▶ _EXERCISE TASK_: Copy out every line of the listing below without changing anything.

[Entries from a pointing dataset]
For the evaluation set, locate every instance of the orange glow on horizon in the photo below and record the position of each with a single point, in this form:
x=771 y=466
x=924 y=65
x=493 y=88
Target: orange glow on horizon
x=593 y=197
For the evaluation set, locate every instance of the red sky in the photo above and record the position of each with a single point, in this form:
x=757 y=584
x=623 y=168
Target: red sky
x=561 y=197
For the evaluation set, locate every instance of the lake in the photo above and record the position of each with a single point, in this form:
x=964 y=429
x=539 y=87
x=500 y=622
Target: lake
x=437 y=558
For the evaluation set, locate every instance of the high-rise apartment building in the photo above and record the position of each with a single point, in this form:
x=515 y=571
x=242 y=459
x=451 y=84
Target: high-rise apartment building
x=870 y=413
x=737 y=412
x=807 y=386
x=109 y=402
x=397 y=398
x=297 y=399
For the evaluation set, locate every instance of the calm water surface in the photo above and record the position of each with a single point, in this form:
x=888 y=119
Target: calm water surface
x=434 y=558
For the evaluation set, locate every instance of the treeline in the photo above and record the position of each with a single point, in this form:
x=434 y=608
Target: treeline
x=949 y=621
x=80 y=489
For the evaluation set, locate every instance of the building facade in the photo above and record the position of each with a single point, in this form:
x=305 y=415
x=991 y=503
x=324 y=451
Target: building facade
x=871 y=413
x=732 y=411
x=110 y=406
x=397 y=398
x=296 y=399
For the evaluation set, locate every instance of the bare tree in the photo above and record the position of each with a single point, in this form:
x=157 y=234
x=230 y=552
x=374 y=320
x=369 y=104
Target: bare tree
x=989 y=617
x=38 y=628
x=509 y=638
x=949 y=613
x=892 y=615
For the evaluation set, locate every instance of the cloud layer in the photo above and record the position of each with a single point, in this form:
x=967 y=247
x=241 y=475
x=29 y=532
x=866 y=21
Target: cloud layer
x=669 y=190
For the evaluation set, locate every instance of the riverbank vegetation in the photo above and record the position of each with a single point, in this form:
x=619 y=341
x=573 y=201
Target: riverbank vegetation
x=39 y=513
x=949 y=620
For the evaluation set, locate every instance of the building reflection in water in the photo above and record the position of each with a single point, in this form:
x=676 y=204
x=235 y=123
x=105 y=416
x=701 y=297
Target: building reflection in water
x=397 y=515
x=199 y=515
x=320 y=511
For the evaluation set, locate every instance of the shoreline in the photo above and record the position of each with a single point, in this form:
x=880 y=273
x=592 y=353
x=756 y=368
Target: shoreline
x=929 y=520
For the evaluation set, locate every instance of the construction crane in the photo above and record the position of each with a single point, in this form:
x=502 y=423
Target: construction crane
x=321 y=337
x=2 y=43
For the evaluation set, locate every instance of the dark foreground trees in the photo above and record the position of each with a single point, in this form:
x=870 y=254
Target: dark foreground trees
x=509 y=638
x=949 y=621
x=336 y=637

▶ _OUTPUT FOR THIS TASK_:
For the evaluation set, locate every instance of the orange glow on horizon in the photo below and record the position of each with a single point, in this form:
x=771 y=466
x=924 y=65
x=493 y=88
Target: orange glow on horizon
x=593 y=197
For the evaluation set, locate every instance of the red sky in the photo above and record the position of each with a single point, in this form:
x=757 y=584
x=623 y=168
Target: red sky
x=561 y=197
For the evaluation set, locate every instance of the lake in the photo above and record the position of each with a single point, in this form:
x=964 y=429
x=539 y=87
x=500 y=622
Target: lake
x=437 y=558
For the evaluation set, locate every instance of the high-rise apartment building in the photo above and record the position of each with a single point, in this form:
x=515 y=571
x=242 y=459
x=451 y=84
Target: high-rise apartment building
x=870 y=413
x=737 y=412
x=807 y=386
x=109 y=402
x=397 y=398
x=297 y=399
For the evaluation set, locate every instance of the calm water surface in the photo above and record the position of each with a single point, in this form:
x=888 y=119
Target: calm water surface
x=434 y=558
For the evaluation set, locate every instance of the treeline in the photo above and record the position of each with a single point, in this form:
x=434 y=608
Target: treeline
x=949 y=621
x=80 y=489
For the evaluation set, locate every instance of the building facade in the photo above and record the position of each with a single point, in this form:
x=305 y=415
x=991 y=503
x=324 y=451
Target: building facade
x=871 y=413
x=732 y=411
x=110 y=406
x=397 y=398
x=296 y=399
For the evaluation set, locate every instance of the bare tree in the photo above and record the position of each with a single point, in this form:
x=157 y=234
x=230 y=552
x=374 y=320
x=369 y=104
Target: bare tree
x=989 y=617
x=38 y=628
x=509 y=638
x=949 y=613
x=892 y=615
For the evaluation set, locate every instance of the cloud layer in the photo above and record the position of each with a single point, in this form:
x=967 y=247
x=241 y=475
x=29 y=532
x=866 y=21
Target: cloud layer
x=669 y=190
For the evaluation set, locate every instance of the riverbank vegetation in the photo above and record the position of each with a single point, in this form:
x=619 y=341
x=573 y=201
Target: riverbank vegetation
x=39 y=513
x=949 y=620
For the evaluation set, locate every instance of the building reflection in water in the photo above and record the position of each with a single point, in this form:
x=676 y=204
x=235 y=123
x=105 y=416
x=701 y=297
Target: building reflection in water
x=397 y=515
x=199 y=515
x=320 y=511
For the evaluation set, locate every instance of the shoreline in the photo above and record the position of each with a single point, in this form:
x=880 y=273
x=592 y=353
x=756 y=368
Target: shoreline
x=929 y=520
For the evaluation set, locate every instance of the construction crane in the photo above and record the position of each with a single point, in this form:
x=502 y=423
Target: construction crane
x=321 y=337
x=2 y=43
For the evaluation set, locate every instance of the dark foreground trees in the photo above and record the position of each with a single point, in this form:
x=870 y=254
Target: dark foreground trees
x=509 y=638
x=949 y=621
x=336 y=637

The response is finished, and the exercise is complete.